*THE PROBLEM:*
For this exercise, restate word for word only the lines from the first line of the data to the line containing "Mark the building".

*DATA FOR PROCESSING:*
★ ★ ★ ★ ★ ★ ★
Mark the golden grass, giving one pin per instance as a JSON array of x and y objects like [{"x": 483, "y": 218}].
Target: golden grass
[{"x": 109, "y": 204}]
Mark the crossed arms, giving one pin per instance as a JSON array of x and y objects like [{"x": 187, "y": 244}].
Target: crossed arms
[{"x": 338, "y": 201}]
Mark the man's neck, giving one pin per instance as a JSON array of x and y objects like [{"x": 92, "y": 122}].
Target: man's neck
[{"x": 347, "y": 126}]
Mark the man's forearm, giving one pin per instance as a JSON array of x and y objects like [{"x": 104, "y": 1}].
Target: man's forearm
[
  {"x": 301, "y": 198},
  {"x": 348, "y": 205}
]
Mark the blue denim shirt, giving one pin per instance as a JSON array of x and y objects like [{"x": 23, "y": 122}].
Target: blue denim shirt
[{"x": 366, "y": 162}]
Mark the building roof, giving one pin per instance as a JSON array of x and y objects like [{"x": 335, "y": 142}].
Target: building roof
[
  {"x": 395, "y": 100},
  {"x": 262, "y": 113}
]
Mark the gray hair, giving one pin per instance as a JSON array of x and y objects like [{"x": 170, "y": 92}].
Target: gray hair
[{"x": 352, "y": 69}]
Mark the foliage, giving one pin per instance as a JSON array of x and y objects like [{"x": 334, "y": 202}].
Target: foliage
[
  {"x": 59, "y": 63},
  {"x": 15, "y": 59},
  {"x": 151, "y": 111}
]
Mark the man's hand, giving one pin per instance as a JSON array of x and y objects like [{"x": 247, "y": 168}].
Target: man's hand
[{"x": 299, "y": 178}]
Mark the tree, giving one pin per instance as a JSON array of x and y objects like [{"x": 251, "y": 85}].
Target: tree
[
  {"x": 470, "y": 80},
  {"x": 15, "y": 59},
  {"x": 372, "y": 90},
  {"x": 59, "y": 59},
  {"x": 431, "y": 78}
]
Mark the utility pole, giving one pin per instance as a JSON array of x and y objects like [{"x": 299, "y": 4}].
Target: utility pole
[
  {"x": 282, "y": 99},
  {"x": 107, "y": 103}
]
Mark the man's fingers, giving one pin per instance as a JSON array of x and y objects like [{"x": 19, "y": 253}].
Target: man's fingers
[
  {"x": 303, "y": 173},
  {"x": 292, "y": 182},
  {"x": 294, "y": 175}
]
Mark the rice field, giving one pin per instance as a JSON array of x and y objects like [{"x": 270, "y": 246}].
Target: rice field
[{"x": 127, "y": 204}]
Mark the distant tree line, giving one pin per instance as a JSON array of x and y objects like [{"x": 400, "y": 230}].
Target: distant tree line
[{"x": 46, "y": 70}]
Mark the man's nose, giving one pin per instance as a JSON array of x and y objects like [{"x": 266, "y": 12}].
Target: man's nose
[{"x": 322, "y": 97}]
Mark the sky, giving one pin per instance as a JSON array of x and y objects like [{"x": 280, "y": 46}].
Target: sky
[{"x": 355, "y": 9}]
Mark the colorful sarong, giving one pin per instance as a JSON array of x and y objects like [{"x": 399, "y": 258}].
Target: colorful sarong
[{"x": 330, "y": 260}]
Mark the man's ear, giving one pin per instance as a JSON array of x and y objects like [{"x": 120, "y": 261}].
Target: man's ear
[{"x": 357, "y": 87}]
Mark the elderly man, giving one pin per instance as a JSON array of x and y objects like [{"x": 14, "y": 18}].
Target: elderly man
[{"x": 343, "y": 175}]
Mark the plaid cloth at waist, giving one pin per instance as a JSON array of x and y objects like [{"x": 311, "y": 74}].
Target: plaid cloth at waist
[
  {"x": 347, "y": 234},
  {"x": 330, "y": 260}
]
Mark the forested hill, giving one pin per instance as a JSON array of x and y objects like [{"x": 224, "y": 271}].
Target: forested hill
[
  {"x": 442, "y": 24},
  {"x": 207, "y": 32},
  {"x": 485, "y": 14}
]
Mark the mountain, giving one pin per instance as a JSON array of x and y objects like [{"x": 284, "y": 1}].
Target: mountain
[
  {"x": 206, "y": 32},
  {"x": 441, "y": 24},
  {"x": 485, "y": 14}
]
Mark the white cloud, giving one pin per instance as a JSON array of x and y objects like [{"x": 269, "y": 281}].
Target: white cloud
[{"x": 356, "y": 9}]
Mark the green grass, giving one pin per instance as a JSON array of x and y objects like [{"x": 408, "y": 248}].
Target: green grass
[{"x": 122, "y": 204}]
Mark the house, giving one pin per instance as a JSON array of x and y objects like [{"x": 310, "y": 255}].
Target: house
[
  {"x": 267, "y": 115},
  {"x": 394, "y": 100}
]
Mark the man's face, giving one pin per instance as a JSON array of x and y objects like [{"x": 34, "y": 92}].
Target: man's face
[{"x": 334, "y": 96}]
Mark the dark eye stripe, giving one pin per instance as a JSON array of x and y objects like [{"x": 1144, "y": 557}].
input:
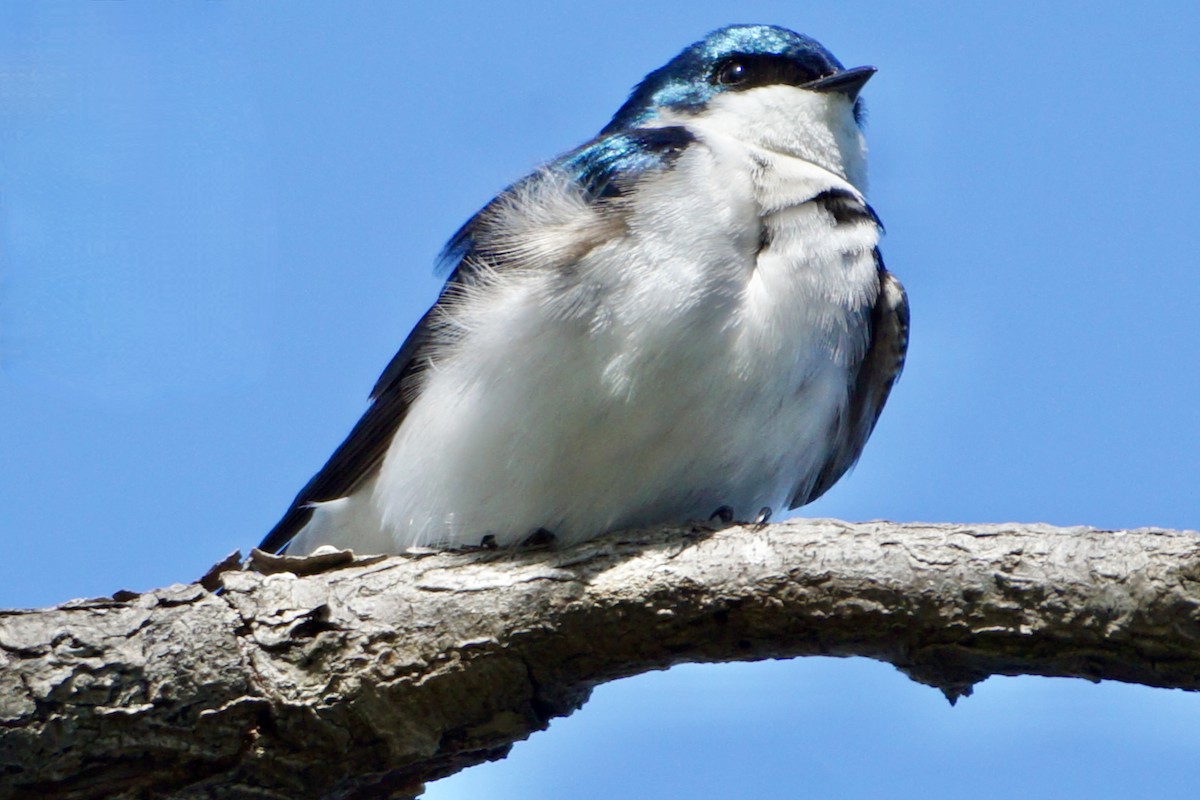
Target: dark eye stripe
[{"x": 749, "y": 71}]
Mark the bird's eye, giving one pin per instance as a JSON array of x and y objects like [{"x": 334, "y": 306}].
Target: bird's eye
[{"x": 731, "y": 73}]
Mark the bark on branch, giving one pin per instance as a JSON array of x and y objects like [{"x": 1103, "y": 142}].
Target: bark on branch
[{"x": 369, "y": 678}]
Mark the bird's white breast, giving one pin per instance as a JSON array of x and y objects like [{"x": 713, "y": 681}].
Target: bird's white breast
[{"x": 695, "y": 356}]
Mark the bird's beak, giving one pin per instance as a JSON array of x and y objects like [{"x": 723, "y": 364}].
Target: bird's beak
[{"x": 847, "y": 82}]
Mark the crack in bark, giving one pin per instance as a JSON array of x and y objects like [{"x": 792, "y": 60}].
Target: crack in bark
[{"x": 369, "y": 678}]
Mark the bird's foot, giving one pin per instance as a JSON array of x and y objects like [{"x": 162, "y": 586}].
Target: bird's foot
[
  {"x": 762, "y": 518},
  {"x": 724, "y": 513}
]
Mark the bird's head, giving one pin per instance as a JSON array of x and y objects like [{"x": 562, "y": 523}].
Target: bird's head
[{"x": 762, "y": 84}]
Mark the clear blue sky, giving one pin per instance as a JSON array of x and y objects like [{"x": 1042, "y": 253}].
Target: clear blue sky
[{"x": 217, "y": 222}]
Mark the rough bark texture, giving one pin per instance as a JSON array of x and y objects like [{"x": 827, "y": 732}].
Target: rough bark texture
[{"x": 371, "y": 677}]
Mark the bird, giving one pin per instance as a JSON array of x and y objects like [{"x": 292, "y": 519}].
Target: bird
[{"x": 685, "y": 318}]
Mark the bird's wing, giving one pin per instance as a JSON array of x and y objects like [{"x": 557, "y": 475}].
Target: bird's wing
[
  {"x": 544, "y": 221},
  {"x": 870, "y": 385}
]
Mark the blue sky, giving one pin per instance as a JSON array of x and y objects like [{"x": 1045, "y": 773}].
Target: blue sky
[{"x": 217, "y": 222}]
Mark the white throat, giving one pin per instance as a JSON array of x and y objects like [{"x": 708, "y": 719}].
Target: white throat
[{"x": 817, "y": 127}]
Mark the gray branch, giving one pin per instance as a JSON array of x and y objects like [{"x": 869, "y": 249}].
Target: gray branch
[{"x": 370, "y": 677}]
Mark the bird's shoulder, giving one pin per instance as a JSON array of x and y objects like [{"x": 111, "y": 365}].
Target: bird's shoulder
[{"x": 565, "y": 208}]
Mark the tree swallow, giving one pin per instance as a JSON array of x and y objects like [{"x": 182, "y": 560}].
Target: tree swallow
[{"x": 685, "y": 317}]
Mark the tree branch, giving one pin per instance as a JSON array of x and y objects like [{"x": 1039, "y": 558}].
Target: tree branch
[{"x": 375, "y": 675}]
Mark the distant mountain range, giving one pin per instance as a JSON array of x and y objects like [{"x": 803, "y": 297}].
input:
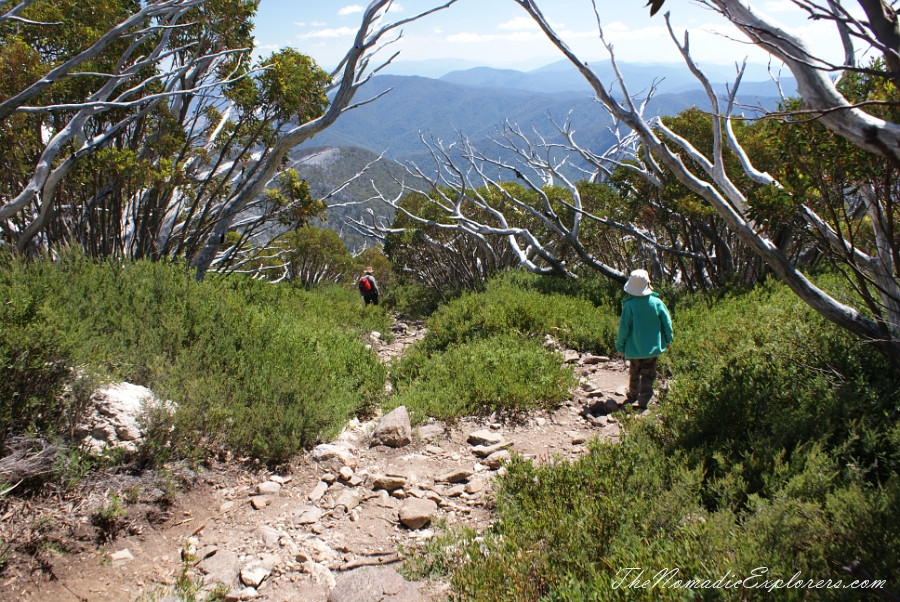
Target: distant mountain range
[{"x": 475, "y": 103}]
★ ★ ★ ★ ★ ★ ★
*RESULT OF THIS EXERCISE:*
Mark the golden grass, giving one pin per instance as a JSON array of x and y objects like [{"x": 483, "y": 218}].
Target: golden grass
[{"x": 109, "y": 204}]
Mark the crossed arms, giving one pin per instance as a JSON array of x and y objects like [{"x": 187, "y": 244}].
Target: crossed arms
[{"x": 338, "y": 201}]
Mark the man's neck, giving one pin per instance as a JSON array of x and y objects like [{"x": 92, "y": 122}].
Target: man's neck
[{"x": 347, "y": 126}]
Mark the man's forearm, giving one pin per instance as a JSON array of x and y objects like [{"x": 104, "y": 1}].
Target: man's forearm
[
  {"x": 301, "y": 198},
  {"x": 348, "y": 205}
]
Mark the blue denim shirt, giving one pin per instance as a JSON array of x and y objects like [{"x": 23, "y": 122}].
Target: blue denim shirt
[{"x": 366, "y": 162}]
Mark the building roof, giving one pin per instance as a JSON array of x and y objects like [{"x": 335, "y": 142}].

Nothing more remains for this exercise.